▶ **Extract provided**:
'''
Primary aldosteronism (PA) is characterized by the onset of both cardiac and gluco-metabolic alterations. The aim of this study was to evaluate the impact of aldosterone excess on the development of such complications, and the effects of surgical and pharmacological treatment on their long-term outcome.


We prospectively re-examined 61 patients: 25 with aldosterone-producing adenoma (APA), after surgery, and 36 patients with idiopathic hyperaldosteronism (IHA) on pharmacological treatment. The lipid, fasting and dynamic glucose profiles and the echocardiographic parameters were evaluated at diagnosis and at follow-up.


After adrenalectomy all patients had normalization of aldosterone levels and were cured of hypokalaemia, and a resolution of hypertension was achieved in 12 of 25 patients. APA patients showed a significant reduction of both plasma glucose (P=0.017) and insulin levels (P=0.001) after 75 g oral glucose tolerance test. Stabilization of glucose metabolism complications was observed in IHA patients. Multiple regression analysis at diagnosis showed a positive correlation between homeostasis model assessment (HOMA) insulin resistance index and HOMA beta cell and serum aldosterone levels in both APA and IHA. Echocardiographic parameters were improved in both APA and IHA at follow-up and the difference was statistically significant for left ventricular mass index (P=0.017) and interventricular septum thickness (P=0.007) in APA patients.


The removal of aldosterone excess in APA patients induces the regression of both cardiac and gluco-metabolic complications, indicating aldosterone as a main determinant of such alterations. In IHA patients the medical treatment seems to avoid the possible progression of the these alterations that appear to be stable.
'''
▶ **Listed records**:
'''
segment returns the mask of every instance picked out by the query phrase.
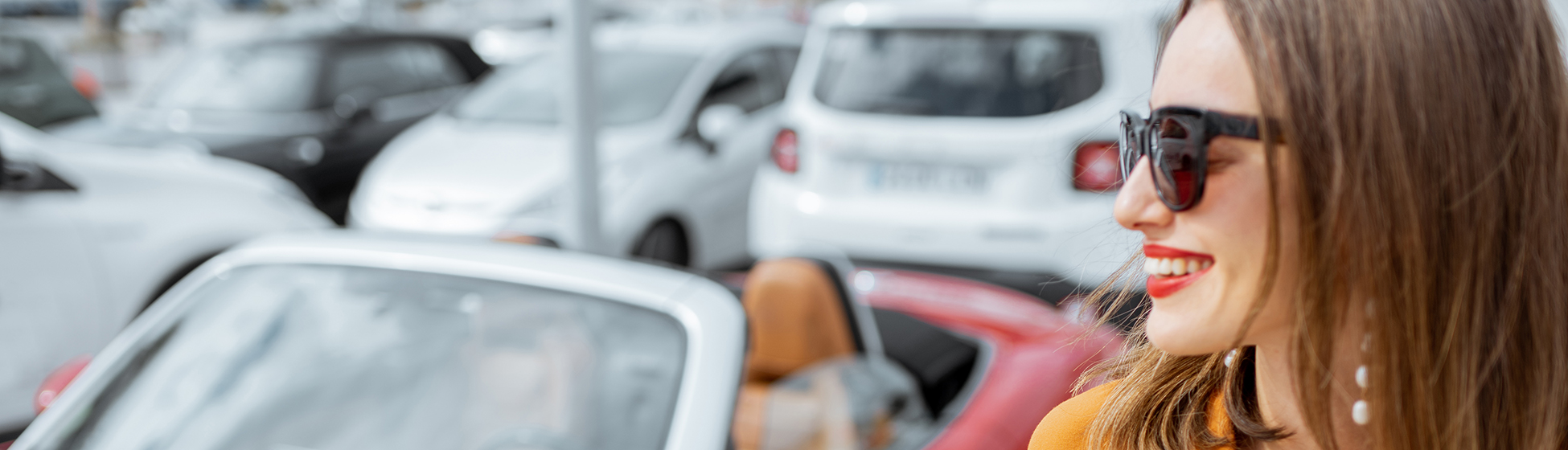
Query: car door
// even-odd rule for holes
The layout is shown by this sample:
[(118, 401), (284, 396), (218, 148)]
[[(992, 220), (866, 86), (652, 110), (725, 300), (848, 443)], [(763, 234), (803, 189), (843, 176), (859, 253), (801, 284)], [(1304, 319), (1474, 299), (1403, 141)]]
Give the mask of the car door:
[[(0, 146), (11, 143), (3, 132)], [(5, 155), (11, 158), (0, 185), (0, 431), (31, 417), (33, 390), (53, 367), (97, 351), (119, 329), (116, 309), (102, 303), (97, 252), (83, 232), (75, 187), (47, 165)]]
[[(776, 105), (784, 100), (787, 72), (779, 64), (786, 49), (754, 49), (732, 60), (709, 83), (707, 93), (695, 110), (687, 136), (696, 146), (706, 146), (710, 155), (704, 161), (702, 180), (695, 188), (693, 210), (706, 229), (704, 248), (709, 260), (743, 257), (746, 248), (746, 201), (751, 179), (773, 143), (776, 129)], [(743, 122), (734, 127), (720, 143), (707, 143), (696, 136), (696, 116), (712, 105), (735, 105), (746, 111)]]
[(469, 82), (445, 49), (417, 39), (343, 47), (326, 71), (325, 99), (348, 122), (325, 141), (312, 182), (342, 194), (387, 141), (456, 97)]

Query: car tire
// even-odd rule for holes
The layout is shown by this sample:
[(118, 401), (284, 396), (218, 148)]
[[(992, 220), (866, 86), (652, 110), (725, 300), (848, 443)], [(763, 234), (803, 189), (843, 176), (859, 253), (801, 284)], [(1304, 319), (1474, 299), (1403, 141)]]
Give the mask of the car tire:
[(691, 245), (679, 223), (663, 220), (643, 232), (643, 238), (632, 248), (632, 256), (687, 267), (691, 263)]

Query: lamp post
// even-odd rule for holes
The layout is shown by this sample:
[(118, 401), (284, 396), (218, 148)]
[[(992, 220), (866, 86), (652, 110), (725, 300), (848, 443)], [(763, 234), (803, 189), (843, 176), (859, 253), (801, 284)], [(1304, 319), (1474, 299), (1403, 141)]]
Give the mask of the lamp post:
'''
▶ **Prompt 1**: Summarize the primary aldosteronism abstract in two sentences.
▶ **Prompt 2**: According to the primary aldosteronism abstract, in how many of the 25 patients with aldosterone-producing adenoma was hypertension resolved after adrenalectomy?
▶ **Prompt 3**: Rewrite the paragraph of the primary aldosteronism abstract that begins "After adrenalectomy all patients" as a bulleted list, keeping its main facts.
The records were drawn from a different source than the text.

▶ **Reply 1**: Sixty-one patients with primary aldosteronism (25 with aldosterone-producing adenoma after surgery and 36 with idiopathic hyperaldosteronism on pharmacological treatment) were prospectively re-examined, with glucose, lipid and echocardiographic measures compared between diagnosis and follow-up. Removing aldosterone excess in the adenoma patients led to regression of both cardiac and gluco-metabolic complications, while medical treatment in idiopathic hyperaldosteronism appeared to prevent these alterations from progressing.

▶ **Reply 2**: In 12 of the 25 patients.

▶ **Reply 3**:
- After adrenalectomy, all patients had normal aldosterone levels and no longer had hypokalaemia; hypertension resolved in 12 of 25.
- Patients with aldosterone-producing adenoma (APA) showed significant drops in plasma glucose (P=0.017) and insulin (P=0.001) after a 75 g oral glucose tolerance test.
- In patients with idiopathic hyperaldosteronism (IHA), glucose metabolism complications stabilized.
- At diagnosis, the HOMA insulin resistance index and HOMA beta cell correlated positively with serum aldosterone in both groups.
- At follow-up, echocardiographic parameters improved in both groups; in APA patients, the changes in left ventricular mass index (P=0.017) and interventricular septum thickness (P=0.007) were significant.